======== Recorded data
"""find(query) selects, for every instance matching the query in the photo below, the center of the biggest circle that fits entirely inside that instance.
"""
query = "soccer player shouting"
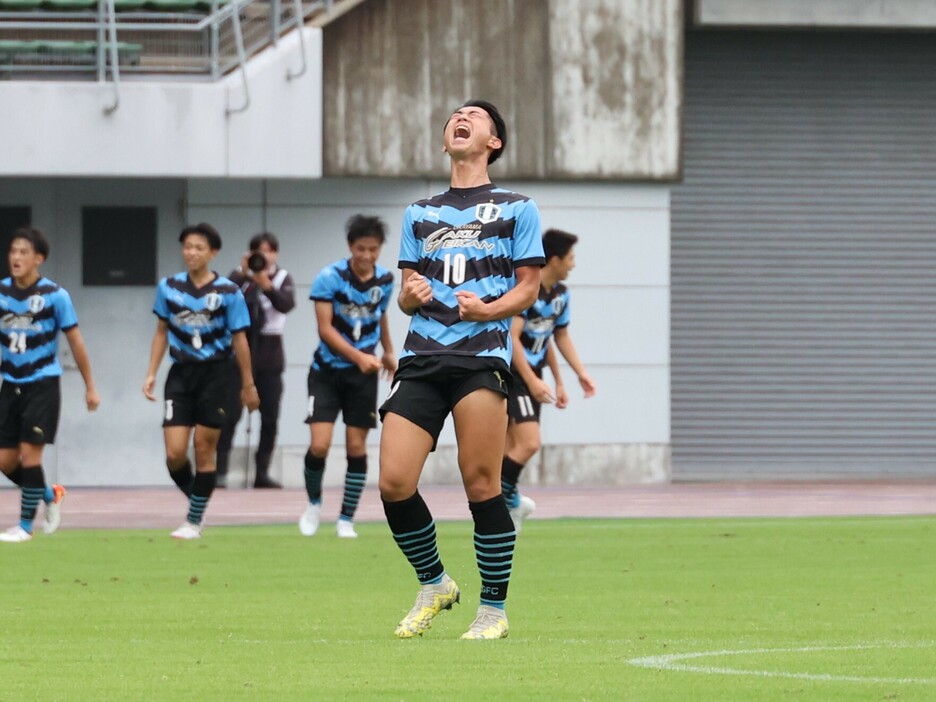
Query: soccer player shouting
(202, 319)
(470, 259)
(33, 310)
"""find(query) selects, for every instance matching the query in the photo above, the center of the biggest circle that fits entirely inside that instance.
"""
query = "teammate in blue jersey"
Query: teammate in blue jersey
(471, 259)
(202, 320)
(351, 298)
(547, 318)
(33, 310)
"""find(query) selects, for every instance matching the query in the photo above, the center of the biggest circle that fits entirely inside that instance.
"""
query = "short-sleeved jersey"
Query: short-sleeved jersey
(201, 320)
(540, 321)
(467, 239)
(358, 306)
(30, 321)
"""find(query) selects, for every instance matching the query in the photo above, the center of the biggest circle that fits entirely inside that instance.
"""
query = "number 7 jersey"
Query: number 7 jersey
(467, 239)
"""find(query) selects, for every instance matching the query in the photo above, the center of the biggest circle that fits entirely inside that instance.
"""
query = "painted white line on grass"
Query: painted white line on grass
(673, 662)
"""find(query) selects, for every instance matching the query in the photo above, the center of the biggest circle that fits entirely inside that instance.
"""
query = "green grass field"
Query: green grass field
(705, 609)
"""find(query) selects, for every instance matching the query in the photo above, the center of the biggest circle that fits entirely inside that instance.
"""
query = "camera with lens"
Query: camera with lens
(256, 262)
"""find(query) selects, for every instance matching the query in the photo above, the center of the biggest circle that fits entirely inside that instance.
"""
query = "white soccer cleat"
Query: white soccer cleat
(430, 602)
(345, 529)
(54, 510)
(490, 623)
(522, 511)
(187, 532)
(15, 535)
(310, 519)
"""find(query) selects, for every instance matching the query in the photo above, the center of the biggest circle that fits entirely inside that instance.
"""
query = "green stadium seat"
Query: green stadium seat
(11, 48)
(69, 5)
(173, 5)
(67, 49)
(19, 5)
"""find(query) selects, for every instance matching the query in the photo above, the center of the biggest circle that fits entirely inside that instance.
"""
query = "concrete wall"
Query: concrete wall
(620, 318)
(589, 88)
(171, 128)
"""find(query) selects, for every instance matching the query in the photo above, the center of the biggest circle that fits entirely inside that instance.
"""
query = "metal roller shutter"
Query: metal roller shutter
(804, 257)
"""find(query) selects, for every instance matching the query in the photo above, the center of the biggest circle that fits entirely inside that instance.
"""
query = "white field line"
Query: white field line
(674, 662)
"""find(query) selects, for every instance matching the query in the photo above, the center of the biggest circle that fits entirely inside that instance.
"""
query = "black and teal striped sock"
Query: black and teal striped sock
(494, 539)
(33, 488)
(315, 469)
(354, 485)
(16, 475)
(414, 532)
(510, 476)
(202, 487)
(182, 476)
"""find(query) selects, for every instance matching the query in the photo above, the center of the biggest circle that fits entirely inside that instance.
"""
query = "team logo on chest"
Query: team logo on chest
(487, 212)
(212, 301)
(36, 303)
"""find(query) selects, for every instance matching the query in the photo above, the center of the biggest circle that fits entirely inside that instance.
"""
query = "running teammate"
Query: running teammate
(351, 298)
(532, 330)
(202, 320)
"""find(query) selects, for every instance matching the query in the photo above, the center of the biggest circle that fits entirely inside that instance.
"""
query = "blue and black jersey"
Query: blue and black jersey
(30, 320)
(467, 239)
(201, 320)
(358, 306)
(540, 321)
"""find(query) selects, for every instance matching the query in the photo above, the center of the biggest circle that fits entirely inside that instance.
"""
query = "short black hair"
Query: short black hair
(36, 239)
(205, 230)
(360, 226)
(257, 239)
(557, 243)
(500, 127)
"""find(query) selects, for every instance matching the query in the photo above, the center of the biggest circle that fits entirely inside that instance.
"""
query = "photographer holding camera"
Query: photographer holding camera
(270, 294)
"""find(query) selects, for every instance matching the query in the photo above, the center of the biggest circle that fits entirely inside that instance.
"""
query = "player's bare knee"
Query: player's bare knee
(319, 449)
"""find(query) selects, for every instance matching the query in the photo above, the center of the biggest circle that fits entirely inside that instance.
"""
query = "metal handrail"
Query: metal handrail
(305, 66)
(242, 57)
(115, 59)
(206, 56)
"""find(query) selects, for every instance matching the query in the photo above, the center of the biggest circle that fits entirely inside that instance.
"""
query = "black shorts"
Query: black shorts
(29, 412)
(198, 393)
(345, 390)
(426, 388)
(521, 405)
================
How to complete this task →
Write the records above out again exactly, but not the pictures.

Exercise answer →
"""find(query) selects, for every instance matching the query in the photo below, the center of the biggest circle that fits entirely inside that instance.
"""
query = "soccer player shouting"
Query: soccer player shouting
(202, 319)
(470, 259)
(33, 310)
"""find(query) selects, for every instance matching the query in the photo above, the center of the biggest circle that fits entirely inside that instance.
"""
query = "teammate in blue jersey"
Query: teammate in blue jersey
(471, 259)
(202, 320)
(351, 298)
(547, 318)
(33, 310)
"""find(query) selects, for every instance matching the query in the photo above, the center of the biggest circle that fits entirely inside that instance.
"""
query = "short-sleeved jersey"
Query: short-sleeved jersey
(201, 320)
(540, 321)
(467, 239)
(358, 306)
(30, 321)
"""find(query) selects, for every instance matching the query in the photo above, the center of the biggest circle that fits entirely inside that instance.
"""
query = "number 7 jersey"
Query: number 7 jersey
(467, 239)
"""find(query) selects, for every instance matching the query in the photo above, the center of the biggest circle that fits entirely inside that instance.
"""
query = "painted white line on grass"
Query: painted white line on grass
(673, 662)
"""find(query) selects, for every instance matching the query in the photo above, the center of the biggest circle that fits entirely inside that instance.
"""
query = "green grass field"
Query: green grass field
(705, 609)
"""find(query) selects, for every instance matching the query in the photo above, the center of the biggest circle that fits entirely inside that instance.
"""
query = "camera with lens"
Query: camera with lens
(256, 262)
"""find(query) selects, for every instance matching the query in the photo above, the center of the biggest circle that fits entirely inside that instance.
"""
query = "white soccer cleat"
Query: white soccer cleat
(430, 602)
(345, 529)
(54, 510)
(490, 623)
(522, 511)
(187, 532)
(15, 535)
(310, 519)
"""find(query) selects, for every instance matching the query in the photo above, the center of the biggest circle that fits entirely inside that instance.
"""
query = "green stadium seat"
Query: green stadium seat
(11, 48)
(69, 5)
(173, 5)
(67, 49)
(19, 5)
"""find(query) selects, for every instance matching the query in the photo above, the center of the biggest circle that fits entirely inside that instance.
"""
query = "concrete wall"
Query: concrete wall
(620, 318)
(589, 88)
(171, 128)
"""find(query) selects, for every instance matching the query in the photo above, the center of the biggest circle that fits entirely inside that instance.
"""
query = "metal roller shutter"
Query: metal roller shutter
(804, 257)
"""find(query) selects, for every instance matching the query in the photo above, the center of the biggest circle that fits entirely inside that instance.
"""
query = "white field line"
Query: white field line
(674, 662)
"""find(query) selects, for every instance matching the query in the photo above, the center of the biggest circle that fits entirely inside that instance.
"""
query = "black and teal striped sock"
Query: black and teal striped sock
(494, 539)
(33, 488)
(315, 469)
(354, 485)
(16, 475)
(414, 532)
(510, 476)
(202, 487)
(182, 476)
"""find(query) selects, for every instance matching the query in the photo above, the center of the biggest circle that fits entirely inside that instance.
"""
query = "team logo on chest"
Query: team logo on chest
(487, 212)
(212, 301)
(36, 303)
"""find(query) selects, for every instance matching the query in the photo above, the center of the biggest circle that fits entirely inside that instance.
"""
query = "running teammate"
Query: running teammate
(351, 298)
(532, 330)
(202, 320)
"""find(query) selects, for every instance matching the query in the photo above, the center of the biggest circle that fits entirely inside that instance.
"""
query = "blue and black jersey"
Query: blue and black jersey
(30, 320)
(467, 239)
(201, 320)
(358, 306)
(540, 321)
"""find(query) selects, for every instance matching the query in the photo above, the center of the biggest circle that fits entirely inside that instance.
"""
query = "short black hair"
Query: short black hair
(36, 239)
(205, 230)
(360, 226)
(257, 239)
(557, 243)
(500, 127)
"""find(query) selects, for every instance matching the query in the photo above, the center of the biggest circle that fits entirely inside that instance.
"""
query = "photographer holding camera"
Query: photographer holding camera
(270, 294)
"""find(query) selects, for every instance matching the query in the photo above, the center of the biggest circle that fits entirely inside that instance.
"""
query = "player's bare knee"
Query: player's bare knee
(319, 449)
"""find(query) selects, for every instance matching the query in the photo above, the center of the biggest circle that fits entirely inside that instance.
"""
query = "metal handrail"
Query: metal handrail
(305, 66)
(242, 57)
(115, 59)
(206, 56)
"""find(query) selects, for every instance matching the query in the photo above, the center of the biggest circle that fits entirely inside that instance.
"""
query = "black shorts"
Query: black shorts
(29, 412)
(198, 393)
(345, 390)
(426, 388)
(521, 405)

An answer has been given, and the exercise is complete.